▶ **Your objective**: Write out as a numbered list the lines of the data from the line containing "In this exercise you will indicate the suspension" through the last line, with blank lines left out.

Records from a collection
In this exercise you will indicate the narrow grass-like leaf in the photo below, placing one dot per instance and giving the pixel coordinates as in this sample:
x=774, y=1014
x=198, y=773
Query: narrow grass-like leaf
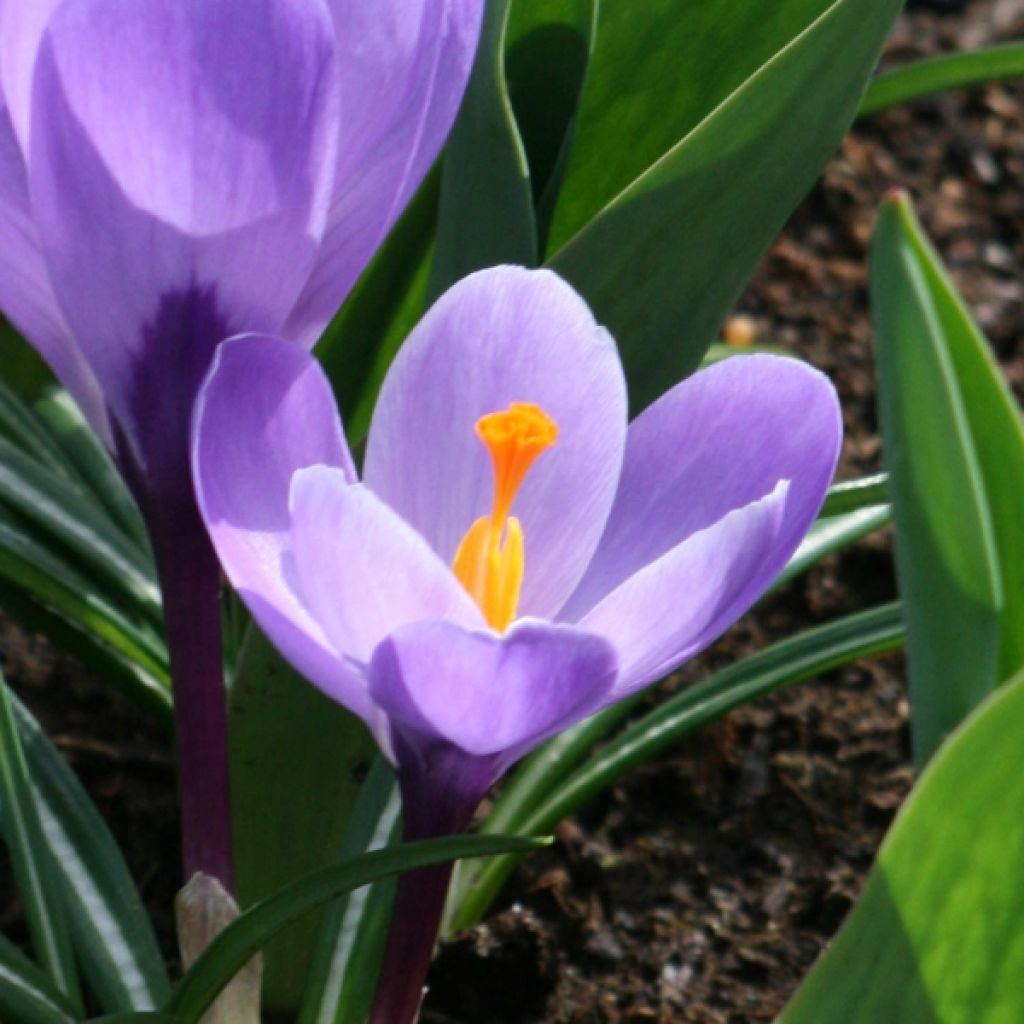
x=353, y=930
x=939, y=74
x=90, y=464
x=664, y=260
x=936, y=934
x=27, y=995
x=32, y=860
x=782, y=664
x=66, y=516
x=298, y=761
x=832, y=535
x=41, y=573
x=486, y=207
x=850, y=496
x=111, y=932
x=232, y=948
x=946, y=554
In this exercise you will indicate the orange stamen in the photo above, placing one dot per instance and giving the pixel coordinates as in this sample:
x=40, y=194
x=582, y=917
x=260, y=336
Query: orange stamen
x=489, y=561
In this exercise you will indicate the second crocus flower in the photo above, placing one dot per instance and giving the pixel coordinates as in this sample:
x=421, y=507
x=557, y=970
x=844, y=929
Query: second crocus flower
x=516, y=555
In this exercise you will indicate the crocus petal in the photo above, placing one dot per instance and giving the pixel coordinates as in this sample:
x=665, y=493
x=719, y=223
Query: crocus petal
x=26, y=295
x=360, y=570
x=487, y=695
x=404, y=65
x=22, y=25
x=264, y=412
x=180, y=165
x=679, y=603
x=501, y=336
x=719, y=440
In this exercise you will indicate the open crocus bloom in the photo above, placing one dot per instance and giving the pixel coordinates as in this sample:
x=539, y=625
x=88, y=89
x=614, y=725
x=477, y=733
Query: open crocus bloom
x=173, y=172
x=516, y=556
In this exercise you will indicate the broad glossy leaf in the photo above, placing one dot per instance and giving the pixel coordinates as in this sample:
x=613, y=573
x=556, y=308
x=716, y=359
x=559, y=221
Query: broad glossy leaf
x=236, y=945
x=27, y=995
x=946, y=553
x=112, y=935
x=486, y=209
x=996, y=432
x=298, y=760
x=936, y=935
x=31, y=859
x=782, y=664
x=701, y=127
x=939, y=74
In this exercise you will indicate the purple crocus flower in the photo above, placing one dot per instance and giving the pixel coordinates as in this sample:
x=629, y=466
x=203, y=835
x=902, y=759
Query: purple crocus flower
x=173, y=172
x=516, y=555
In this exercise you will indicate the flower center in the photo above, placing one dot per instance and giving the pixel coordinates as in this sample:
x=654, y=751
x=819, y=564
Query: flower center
x=489, y=560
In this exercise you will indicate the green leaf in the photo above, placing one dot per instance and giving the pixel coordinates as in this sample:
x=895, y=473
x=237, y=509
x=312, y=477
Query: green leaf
x=946, y=549
x=854, y=495
x=112, y=935
x=832, y=535
x=548, y=48
x=354, y=929
x=27, y=995
x=939, y=74
x=996, y=434
x=384, y=306
x=232, y=948
x=90, y=465
x=297, y=762
x=701, y=127
x=486, y=211
x=936, y=935
x=56, y=510
x=781, y=665
x=31, y=860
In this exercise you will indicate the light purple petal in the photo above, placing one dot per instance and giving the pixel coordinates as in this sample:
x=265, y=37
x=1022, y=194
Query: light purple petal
x=180, y=165
x=404, y=65
x=22, y=25
x=26, y=294
x=719, y=440
x=360, y=570
x=679, y=603
x=264, y=412
x=484, y=694
x=497, y=337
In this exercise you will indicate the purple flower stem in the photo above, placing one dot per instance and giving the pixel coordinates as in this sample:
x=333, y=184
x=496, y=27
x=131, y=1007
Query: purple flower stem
x=437, y=799
x=189, y=580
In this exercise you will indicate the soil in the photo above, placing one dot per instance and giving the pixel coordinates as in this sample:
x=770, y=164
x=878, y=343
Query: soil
x=704, y=886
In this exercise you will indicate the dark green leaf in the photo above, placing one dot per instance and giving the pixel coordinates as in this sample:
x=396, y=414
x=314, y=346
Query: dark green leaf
x=945, y=549
x=232, y=948
x=110, y=930
x=781, y=665
x=31, y=860
x=27, y=995
x=547, y=52
x=701, y=127
x=354, y=928
x=996, y=433
x=486, y=211
x=950, y=71
x=935, y=937
x=384, y=306
x=297, y=762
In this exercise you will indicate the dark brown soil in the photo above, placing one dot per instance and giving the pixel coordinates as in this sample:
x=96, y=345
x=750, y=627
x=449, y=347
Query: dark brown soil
x=702, y=887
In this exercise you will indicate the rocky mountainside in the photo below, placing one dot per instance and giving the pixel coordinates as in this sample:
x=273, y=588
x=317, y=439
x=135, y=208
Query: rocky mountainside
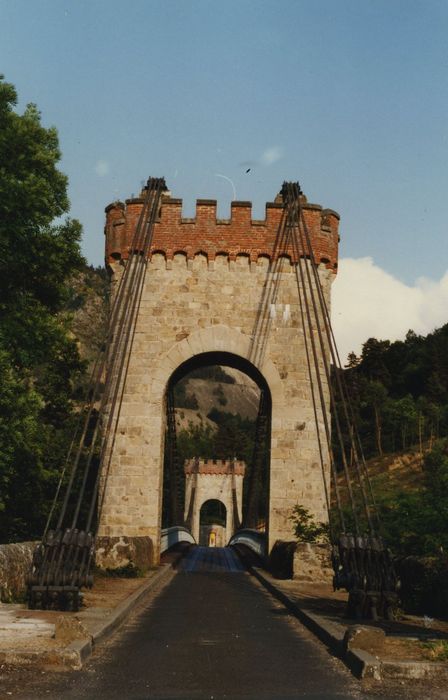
x=230, y=392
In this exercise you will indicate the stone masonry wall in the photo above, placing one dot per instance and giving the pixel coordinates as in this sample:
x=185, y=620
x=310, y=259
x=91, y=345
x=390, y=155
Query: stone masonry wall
x=205, y=287
x=15, y=565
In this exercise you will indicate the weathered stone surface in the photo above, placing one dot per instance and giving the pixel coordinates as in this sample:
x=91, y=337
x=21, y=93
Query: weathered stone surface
x=367, y=638
x=216, y=288
x=117, y=552
x=312, y=563
x=15, y=565
x=67, y=629
x=220, y=480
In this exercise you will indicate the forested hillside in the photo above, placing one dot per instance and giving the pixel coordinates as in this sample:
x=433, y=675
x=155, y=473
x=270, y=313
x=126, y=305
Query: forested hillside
x=399, y=391
x=40, y=364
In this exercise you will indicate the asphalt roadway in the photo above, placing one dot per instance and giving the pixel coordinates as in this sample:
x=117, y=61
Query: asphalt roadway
x=213, y=632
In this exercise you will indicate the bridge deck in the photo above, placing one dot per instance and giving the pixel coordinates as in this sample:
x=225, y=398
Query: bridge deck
x=212, y=632
x=211, y=559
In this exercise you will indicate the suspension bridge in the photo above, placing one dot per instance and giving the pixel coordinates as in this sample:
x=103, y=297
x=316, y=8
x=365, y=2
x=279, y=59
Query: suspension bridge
x=186, y=293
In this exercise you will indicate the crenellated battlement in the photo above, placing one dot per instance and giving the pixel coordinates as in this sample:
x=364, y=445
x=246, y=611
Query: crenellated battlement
x=209, y=236
x=214, y=466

▶ **Task answer**:
1. In this exercise you will indicate the suspension bridge in the photo above, placing one dot per instance and giving the pixel coordinates as in this sample:
2. x=103, y=297
3. x=316, y=8
4. x=365, y=2
5. x=279, y=59
6. Query: suspension bridge
7. x=186, y=293
8. In this exercise you will indicate the crenellated battlement in the photo above, placing one dot per instance and giving the pixel coordinates as in this sample:
9. x=364, y=445
10. x=246, y=611
11. Query: crenellated battlement
12. x=209, y=236
13. x=214, y=466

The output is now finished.